▶ [SELECTED EXCERPT]:
= = =

Thursday, 20 July 2023: 9:15 AM
Madison Ballroom A (Monona Terrace)
The period between 26 December 2022 and 17 January 2023 featured several Pacific winter storms that led to nine landfalling atmospheric rivers (ARs) in California. These nine ARs produced a 21-day time-integrated integrated vapor transport (IVT) magnitude into northern California that exceeded all other 21-day periods in the 1959-present ECMWF ERA5 period of record, surpassing previous active periods that occurred during February 1986 and December/January 2005/2006. The full 23-day period featured rainfall records at Oakland (18.33”), San Francisco (15.28”), and Stockton (10.79”) with a maximum of 47.74” observed near Honeydew, California and 240” of snow at Mammoth Mountain. The development of the nine ARs was facilitated by a regime transition over the North Pacific in mid-December that favored the establishment of a zonally extended North Pacific jet stream, repeated cyclogenesis, a persistent corridor of enhanced low-level frontogenesis, and the poleward transport of water vapor over the Northeast Pacific. On the mesoscale, several of the landfalling ARs featured or occurred coincidentally with mesoscale frontal waves, narrow cold frontal rainbands, the Sierra Barrier jet, and convection that influenced precipitation intensity, precipitation distributions, predictability, and a myriad of hazardous weather. This presentation will (1) further place the events of late December 2022 and early January 2023 into climatological perspective within an AR and hydrometeorological framework; (2) illustrate the unique persistent large-scale flow associated with the zonally extended North Pacific jet stream; and (3) document the unique synoptic and mesoscale characteristics of the nine landfalling ARs and their tandem beneficial and hazardous impacts to California.

= = =

▶ [DATA SECTION]:
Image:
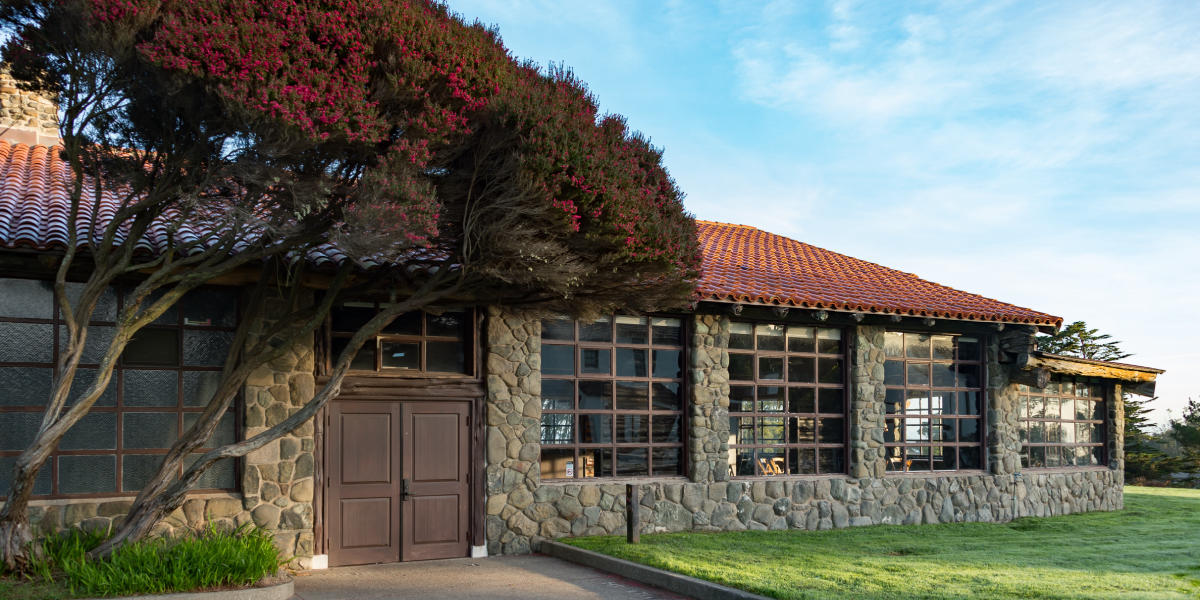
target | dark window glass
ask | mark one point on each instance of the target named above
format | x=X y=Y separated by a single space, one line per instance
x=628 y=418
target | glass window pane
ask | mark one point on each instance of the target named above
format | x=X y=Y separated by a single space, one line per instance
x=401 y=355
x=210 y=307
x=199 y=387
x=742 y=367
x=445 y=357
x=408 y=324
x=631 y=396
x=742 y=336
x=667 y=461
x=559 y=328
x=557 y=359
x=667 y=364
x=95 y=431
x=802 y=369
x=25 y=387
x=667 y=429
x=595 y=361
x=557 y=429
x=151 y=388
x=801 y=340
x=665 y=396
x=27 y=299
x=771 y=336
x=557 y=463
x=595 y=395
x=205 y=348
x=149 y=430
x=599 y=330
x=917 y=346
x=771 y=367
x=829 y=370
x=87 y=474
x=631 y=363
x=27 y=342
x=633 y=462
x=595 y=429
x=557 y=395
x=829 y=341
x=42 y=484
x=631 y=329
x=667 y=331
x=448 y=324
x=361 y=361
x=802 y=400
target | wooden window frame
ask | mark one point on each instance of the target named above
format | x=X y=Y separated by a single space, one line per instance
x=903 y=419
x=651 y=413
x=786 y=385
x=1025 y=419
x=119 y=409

= = =

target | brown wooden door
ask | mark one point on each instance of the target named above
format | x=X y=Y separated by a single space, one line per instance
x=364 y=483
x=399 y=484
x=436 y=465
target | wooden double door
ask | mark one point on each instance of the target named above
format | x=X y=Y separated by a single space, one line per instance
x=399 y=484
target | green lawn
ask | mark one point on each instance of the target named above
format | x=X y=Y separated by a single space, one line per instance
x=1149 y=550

= = =

▶ [PROBLEM STATEMENT]: Reproduce the entire abstract on the California atmospheric rivers of late 2022 and early 2023 word for word. These items were taken from a different source.

▶ [YOUR SOLUTION]:
Thursday, 20 July 2023: 9:15 AM
Madison Ballroom A (Monona Terrace)
The period between 26 December 2022 and 17 January 2023 featured several Pacific winter storms that led to nine landfalling atmospheric rivers (ARs) in California. These nine ARs produced a 21-day time-integrated integrated vapor transport (IVT) magnitude into northern California that exceeded all other 21-day periods in the 1959-present ECMWF ERA5 period of record, surpassing previous active periods that occurred during February 1986 and December/January 2005/2006. The full 23-day period featured rainfall records at Oakland (18.33”), San Francisco (15.28”), and Stockton (10.79”) with a maximum of 47.74” observed near Honeydew, California and 240” of snow at Mammoth Mountain. The development of the nine ARs was facilitated by a regime transition over the North Pacific in mid-December that favored the establishment of a zonally extended North Pacific jet stream, repeated cyclogenesis, a persistent corridor of enhanced low-level frontogenesis, and the poleward transport of water vapor over the Northeast Pacific. On the mesoscale, several of the landfalling ARs featured or occurred coincidentally with mesoscale frontal waves, narrow cold frontal rainbands, the Sierra Barrier jet, and convection that influenced precipitation intensity, precipitation distributions, predictability, and a myriad of hazardous weather. This presentation will (1) further place the events of late December 2022 and early January 2023 into climatological perspective within an AR and hydrometeorological framework; (2) illustrate the unique persistent large-scale flow associated with the zonally extended North Pacific jet stream; and (3) document the unique synoptic and mesoscale characteristics of the nine landfalling ARs and their tandem beneficial and hazardous impacts to California.